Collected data
══════════════════════════════

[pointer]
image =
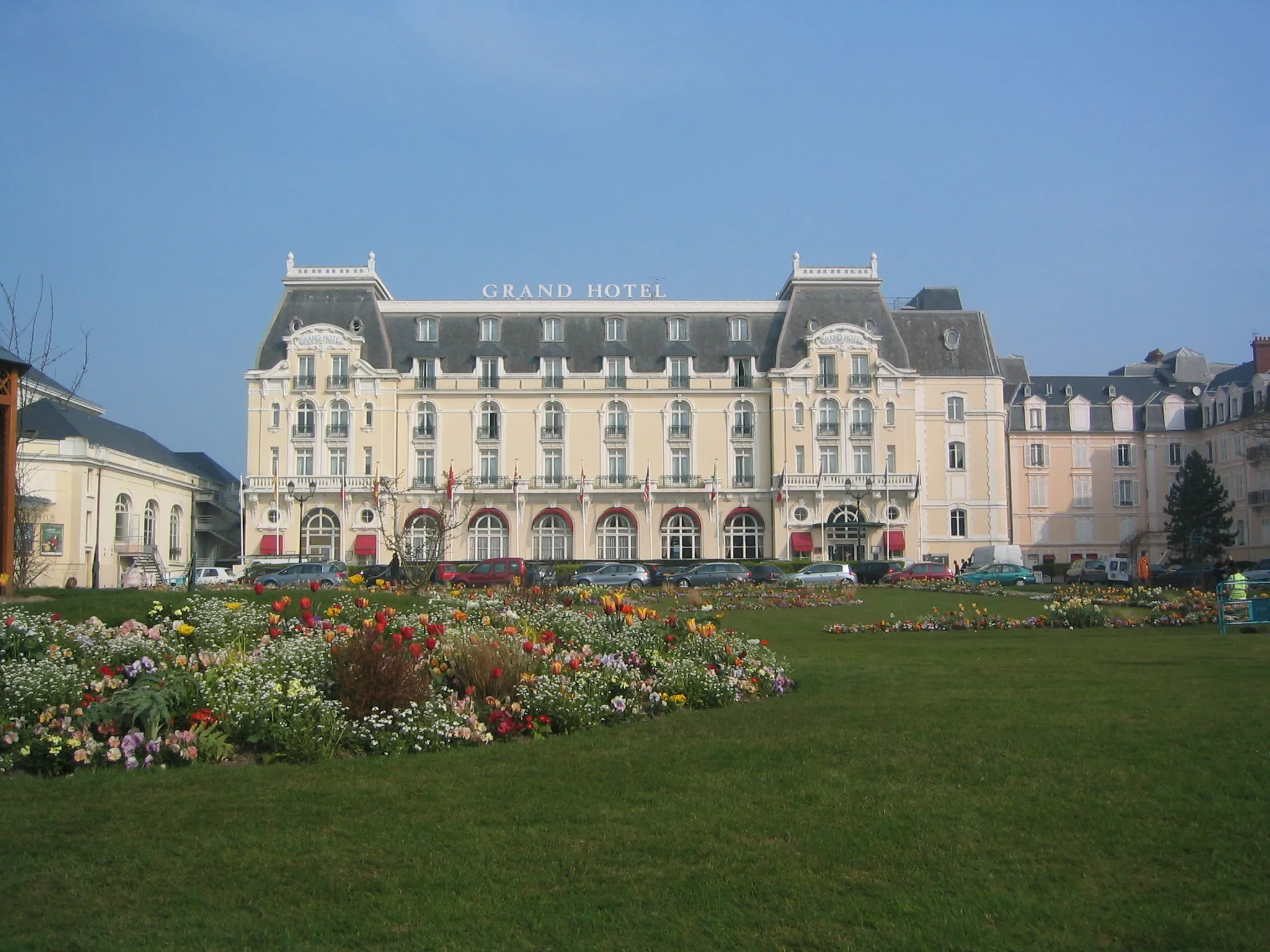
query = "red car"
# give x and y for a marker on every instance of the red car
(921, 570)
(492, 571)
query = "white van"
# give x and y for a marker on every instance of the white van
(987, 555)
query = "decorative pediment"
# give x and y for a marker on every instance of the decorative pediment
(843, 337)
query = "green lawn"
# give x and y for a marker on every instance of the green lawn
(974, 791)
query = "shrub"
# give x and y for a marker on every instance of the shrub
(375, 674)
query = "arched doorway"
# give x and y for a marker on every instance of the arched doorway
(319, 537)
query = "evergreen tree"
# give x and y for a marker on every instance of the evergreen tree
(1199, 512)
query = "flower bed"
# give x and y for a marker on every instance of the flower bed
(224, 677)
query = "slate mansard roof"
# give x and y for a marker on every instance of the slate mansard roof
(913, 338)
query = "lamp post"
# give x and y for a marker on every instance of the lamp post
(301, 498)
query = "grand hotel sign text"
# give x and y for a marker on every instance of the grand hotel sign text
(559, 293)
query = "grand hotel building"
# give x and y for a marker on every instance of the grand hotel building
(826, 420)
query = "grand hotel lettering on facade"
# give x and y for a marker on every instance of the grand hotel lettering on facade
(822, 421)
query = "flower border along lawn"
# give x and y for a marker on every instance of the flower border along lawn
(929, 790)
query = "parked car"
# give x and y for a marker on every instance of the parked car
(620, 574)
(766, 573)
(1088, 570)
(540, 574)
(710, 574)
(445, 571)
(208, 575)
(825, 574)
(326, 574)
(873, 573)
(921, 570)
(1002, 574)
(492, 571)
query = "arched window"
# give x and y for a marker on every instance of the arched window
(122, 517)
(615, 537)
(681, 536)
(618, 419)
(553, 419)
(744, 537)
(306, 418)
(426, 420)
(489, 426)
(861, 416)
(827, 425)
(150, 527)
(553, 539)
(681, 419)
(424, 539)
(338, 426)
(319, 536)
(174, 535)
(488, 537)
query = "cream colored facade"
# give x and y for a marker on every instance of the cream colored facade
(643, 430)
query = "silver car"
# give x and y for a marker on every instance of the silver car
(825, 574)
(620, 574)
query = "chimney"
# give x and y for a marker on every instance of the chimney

══════════════════════════════

### Brief
Only lines with the word "chimney" are needed. Copy them from the preceding records.

### Answer to this exercise
query = "chimney"
# give x and y for a marker on every instance of the chimney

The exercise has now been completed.